| DIRECTIONS |
The records appear below. Set down exactly each line from the one that contains "In this exercise you will indicate the red roof" through the last, both included.

━━ DATA FOR THIS EXERCISE

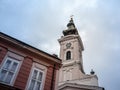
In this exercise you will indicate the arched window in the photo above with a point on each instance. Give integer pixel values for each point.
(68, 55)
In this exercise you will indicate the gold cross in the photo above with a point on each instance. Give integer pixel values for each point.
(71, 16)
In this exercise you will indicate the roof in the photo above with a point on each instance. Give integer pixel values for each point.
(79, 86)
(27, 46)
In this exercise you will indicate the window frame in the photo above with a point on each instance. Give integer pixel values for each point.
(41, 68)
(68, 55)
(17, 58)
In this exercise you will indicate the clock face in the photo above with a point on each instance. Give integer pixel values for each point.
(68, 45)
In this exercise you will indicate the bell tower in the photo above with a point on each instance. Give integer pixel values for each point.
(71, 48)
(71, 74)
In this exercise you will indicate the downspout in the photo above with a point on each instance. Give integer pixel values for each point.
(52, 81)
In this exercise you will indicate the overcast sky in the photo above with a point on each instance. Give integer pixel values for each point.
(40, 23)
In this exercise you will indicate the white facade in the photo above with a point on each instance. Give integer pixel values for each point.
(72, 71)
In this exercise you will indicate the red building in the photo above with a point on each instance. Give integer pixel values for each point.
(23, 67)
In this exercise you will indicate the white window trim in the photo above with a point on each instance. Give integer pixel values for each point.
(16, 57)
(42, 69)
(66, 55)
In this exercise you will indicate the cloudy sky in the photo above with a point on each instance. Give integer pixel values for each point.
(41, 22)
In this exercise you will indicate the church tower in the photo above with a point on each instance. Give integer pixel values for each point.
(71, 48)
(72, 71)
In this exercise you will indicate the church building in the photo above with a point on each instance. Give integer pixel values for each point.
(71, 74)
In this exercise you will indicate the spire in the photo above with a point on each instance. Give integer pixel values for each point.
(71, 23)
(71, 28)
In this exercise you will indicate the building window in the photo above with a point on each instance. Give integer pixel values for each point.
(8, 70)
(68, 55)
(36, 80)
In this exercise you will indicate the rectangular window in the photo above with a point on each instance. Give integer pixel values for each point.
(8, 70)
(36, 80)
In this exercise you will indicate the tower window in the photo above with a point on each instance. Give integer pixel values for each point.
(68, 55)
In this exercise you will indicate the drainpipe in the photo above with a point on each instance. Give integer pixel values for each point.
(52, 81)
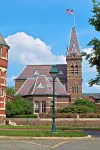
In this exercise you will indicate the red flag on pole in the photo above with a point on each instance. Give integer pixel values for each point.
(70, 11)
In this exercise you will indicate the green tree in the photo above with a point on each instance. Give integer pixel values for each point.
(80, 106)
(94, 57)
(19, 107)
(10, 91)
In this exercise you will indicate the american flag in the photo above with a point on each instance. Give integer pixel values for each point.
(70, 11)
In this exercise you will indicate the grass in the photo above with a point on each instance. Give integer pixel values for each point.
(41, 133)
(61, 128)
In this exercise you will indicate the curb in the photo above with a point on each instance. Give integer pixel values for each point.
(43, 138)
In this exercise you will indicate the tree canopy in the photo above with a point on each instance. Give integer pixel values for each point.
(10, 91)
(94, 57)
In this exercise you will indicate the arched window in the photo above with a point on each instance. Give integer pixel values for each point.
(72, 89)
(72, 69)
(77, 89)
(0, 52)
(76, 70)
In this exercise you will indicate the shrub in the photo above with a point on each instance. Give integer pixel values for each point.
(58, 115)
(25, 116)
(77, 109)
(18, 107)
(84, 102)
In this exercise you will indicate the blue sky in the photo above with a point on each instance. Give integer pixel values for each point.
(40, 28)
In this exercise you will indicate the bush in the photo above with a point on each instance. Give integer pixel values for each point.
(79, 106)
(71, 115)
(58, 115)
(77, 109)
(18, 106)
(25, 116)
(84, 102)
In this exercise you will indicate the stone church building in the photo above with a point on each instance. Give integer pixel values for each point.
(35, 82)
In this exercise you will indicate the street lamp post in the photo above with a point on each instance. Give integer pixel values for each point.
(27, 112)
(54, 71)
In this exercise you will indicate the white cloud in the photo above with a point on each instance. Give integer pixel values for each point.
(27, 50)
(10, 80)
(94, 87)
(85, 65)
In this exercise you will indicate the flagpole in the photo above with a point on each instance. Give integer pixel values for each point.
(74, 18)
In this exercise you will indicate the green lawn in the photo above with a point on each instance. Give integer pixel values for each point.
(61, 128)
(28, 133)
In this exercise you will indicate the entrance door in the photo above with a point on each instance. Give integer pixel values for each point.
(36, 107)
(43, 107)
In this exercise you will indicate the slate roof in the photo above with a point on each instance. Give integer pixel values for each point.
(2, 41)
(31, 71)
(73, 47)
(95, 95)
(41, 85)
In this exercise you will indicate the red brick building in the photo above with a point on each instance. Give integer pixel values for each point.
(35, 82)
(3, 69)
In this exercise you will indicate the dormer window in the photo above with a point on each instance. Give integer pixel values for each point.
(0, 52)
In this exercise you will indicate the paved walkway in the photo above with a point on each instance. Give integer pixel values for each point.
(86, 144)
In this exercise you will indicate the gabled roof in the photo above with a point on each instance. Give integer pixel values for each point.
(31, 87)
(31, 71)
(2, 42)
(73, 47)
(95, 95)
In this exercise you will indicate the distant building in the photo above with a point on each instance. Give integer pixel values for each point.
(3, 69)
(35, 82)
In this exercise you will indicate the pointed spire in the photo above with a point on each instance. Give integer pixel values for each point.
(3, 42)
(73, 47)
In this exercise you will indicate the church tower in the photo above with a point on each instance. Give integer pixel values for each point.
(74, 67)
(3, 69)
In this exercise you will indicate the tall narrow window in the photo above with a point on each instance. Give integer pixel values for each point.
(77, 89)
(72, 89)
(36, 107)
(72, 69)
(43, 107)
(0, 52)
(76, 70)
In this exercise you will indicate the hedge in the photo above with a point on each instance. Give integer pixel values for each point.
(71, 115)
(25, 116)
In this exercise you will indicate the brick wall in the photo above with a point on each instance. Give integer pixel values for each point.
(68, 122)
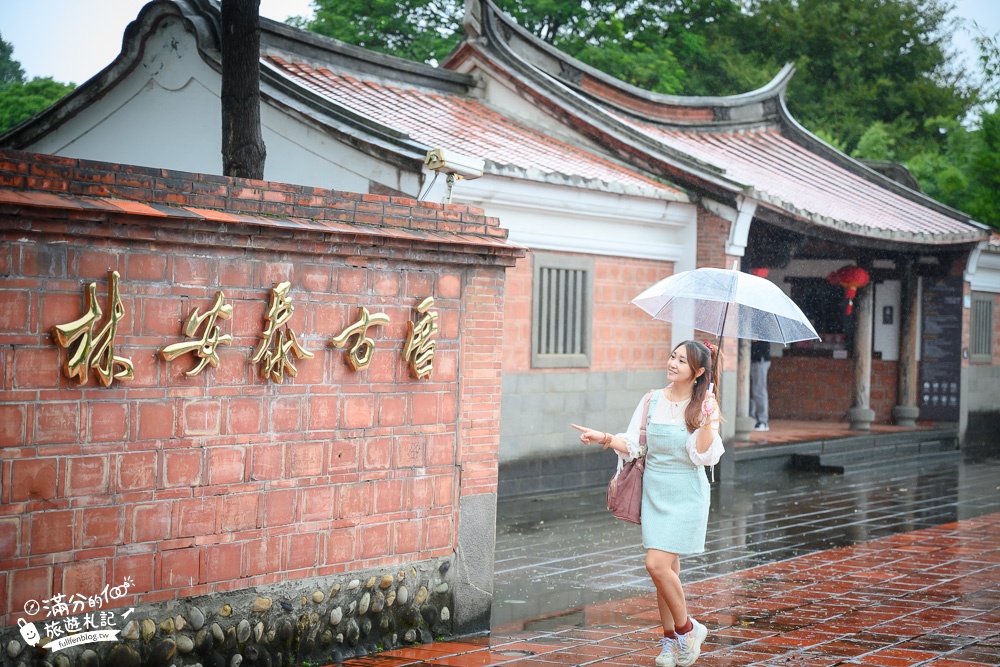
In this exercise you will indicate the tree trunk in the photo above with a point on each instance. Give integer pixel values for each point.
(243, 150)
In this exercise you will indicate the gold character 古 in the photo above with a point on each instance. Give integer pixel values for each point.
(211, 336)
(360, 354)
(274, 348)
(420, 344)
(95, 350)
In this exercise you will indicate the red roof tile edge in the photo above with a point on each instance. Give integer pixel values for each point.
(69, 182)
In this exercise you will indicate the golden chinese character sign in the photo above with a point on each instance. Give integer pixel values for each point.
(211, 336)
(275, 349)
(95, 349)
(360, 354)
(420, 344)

━━━━

| COMPLETED EXERCISE |
In this exercise you will indicate the red roof tile edge in the photo above with a point on each instance. Give integer pixel values for each point.
(69, 182)
In this exercise you will indicate the golden chinese character sign in the photo above with a point on each instance. Give integer pixel values for each point.
(211, 336)
(275, 349)
(95, 349)
(360, 354)
(420, 344)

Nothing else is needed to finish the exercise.